3 messages, the one your hear, the other you see and the one that makes you say, “that’s me”

In recent days, I have had some interesting conversations around the topic of identity and how we view ourselves and treat ourselves. If we are to love God and love our neighbor as ourselves then we better examine where that love is coming from in ourselves. Do we see ourselves the way the Father not only sees us but also the way He created us to be? When we hear a word of encouragement or praise directed at us, do we deflect it? Are we unable to receive it? Do we recognize ourselves in others? Are we expected to love God and others without loving ourselves?

I am not speaking of a selfish, narcissistic love. Naturally, we all gravitate toward that type of “self-love” there is no one in the world more important than me. Did anyone ever teach their 2 and 3 year olds to say MINE,MINE,MINE? I didn’t think so. There are parents who give in to their children and create little monsters that the rest of us have to love and tolerate but this does not negate the fact that we must develop some kind of self-love.

We need to practice self-care which is self-love. Whether people like it or not we are all preaching, talking, and believing ourselves. One guy in Christendom that I have appreciated over the years is Paul Tripp. He says that we are the most influential people in our lives. Here is a quote from his blog:

“I always say it this way: “No one is more influential in your life than you are, because no one talks to you more than you do.” Whether you realize it or not, you’re engaged in an unending conversation with yourself. What you say to yourself is formative for the way you live. You’re constantly talking to yourself about your identity, spirituality, functionality, emotionality, mentality, personality, and so on.

You’re constantly preaching to yourself some kind of gospel. You preach to yourself an anti-gospel of your own righteousness, power, and wisdom, or you preach to yourself the true gospel of deep spiritual need and sufficient grace. You preach to yourself an anti-gospel of aloneness and inability, or you preach to yourself the true gospel of the presence, provisions, and power of an ever-present Christ.”
══════════
:: WHAT TO WORK ON ::
Answer these questions from the post on identity and self-love:
(a) Whom does the writer name as a person in Christendom they have appreciated over the years?
(b) What word does the writer ask whether anyone ever taught their 2 and 3 year olds to say?
(c) In the quoted passage, why is no one more influential in your life than you are?

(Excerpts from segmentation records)
══════════
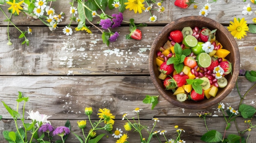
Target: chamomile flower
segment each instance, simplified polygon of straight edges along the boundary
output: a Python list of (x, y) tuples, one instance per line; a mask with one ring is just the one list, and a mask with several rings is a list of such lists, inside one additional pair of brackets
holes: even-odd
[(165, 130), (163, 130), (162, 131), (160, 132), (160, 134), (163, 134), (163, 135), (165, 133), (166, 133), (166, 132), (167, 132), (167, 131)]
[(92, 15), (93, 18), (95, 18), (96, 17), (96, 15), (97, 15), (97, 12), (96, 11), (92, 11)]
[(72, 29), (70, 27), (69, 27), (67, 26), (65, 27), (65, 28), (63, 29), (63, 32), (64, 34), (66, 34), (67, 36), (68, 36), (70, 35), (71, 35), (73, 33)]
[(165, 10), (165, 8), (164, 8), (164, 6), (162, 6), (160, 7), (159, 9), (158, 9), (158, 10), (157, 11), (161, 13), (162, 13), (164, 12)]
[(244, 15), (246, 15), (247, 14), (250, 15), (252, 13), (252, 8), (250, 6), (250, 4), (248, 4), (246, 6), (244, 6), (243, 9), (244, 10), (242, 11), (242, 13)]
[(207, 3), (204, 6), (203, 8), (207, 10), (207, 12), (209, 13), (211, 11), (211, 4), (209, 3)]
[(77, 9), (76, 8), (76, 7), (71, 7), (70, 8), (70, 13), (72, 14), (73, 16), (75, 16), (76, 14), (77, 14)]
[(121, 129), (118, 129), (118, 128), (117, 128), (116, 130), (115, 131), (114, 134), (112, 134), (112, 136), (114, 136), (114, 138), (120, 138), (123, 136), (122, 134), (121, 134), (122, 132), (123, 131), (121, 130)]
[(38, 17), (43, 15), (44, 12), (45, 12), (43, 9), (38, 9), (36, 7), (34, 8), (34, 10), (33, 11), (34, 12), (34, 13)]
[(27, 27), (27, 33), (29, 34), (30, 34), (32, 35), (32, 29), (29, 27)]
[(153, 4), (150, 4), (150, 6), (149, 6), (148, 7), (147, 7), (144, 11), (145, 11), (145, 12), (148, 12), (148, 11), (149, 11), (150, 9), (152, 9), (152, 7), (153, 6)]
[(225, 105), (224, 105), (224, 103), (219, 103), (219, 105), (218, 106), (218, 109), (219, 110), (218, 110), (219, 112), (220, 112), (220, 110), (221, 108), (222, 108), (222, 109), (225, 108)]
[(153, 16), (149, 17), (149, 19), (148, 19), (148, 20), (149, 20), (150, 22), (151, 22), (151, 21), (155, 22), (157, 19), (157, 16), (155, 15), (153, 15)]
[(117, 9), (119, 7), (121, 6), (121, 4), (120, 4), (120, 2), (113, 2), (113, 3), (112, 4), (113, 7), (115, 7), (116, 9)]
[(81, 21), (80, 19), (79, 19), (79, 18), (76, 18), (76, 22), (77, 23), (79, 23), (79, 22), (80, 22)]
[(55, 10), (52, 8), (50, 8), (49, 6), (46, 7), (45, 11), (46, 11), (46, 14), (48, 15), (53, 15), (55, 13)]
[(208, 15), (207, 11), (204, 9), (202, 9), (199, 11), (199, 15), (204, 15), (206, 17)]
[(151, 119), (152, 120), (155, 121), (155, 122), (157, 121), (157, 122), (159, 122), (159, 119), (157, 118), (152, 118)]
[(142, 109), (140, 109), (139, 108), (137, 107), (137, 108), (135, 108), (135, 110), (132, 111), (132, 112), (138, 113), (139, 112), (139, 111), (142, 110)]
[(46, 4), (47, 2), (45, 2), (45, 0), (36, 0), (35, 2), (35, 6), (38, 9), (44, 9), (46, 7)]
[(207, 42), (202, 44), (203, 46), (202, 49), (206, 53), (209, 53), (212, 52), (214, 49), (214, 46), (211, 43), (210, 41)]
══════════
:: SOLUTION TO THE EXERCISE ::
(a) Paul Tripp.
(b) MINE.
(c) Because no one talks to you more than you do.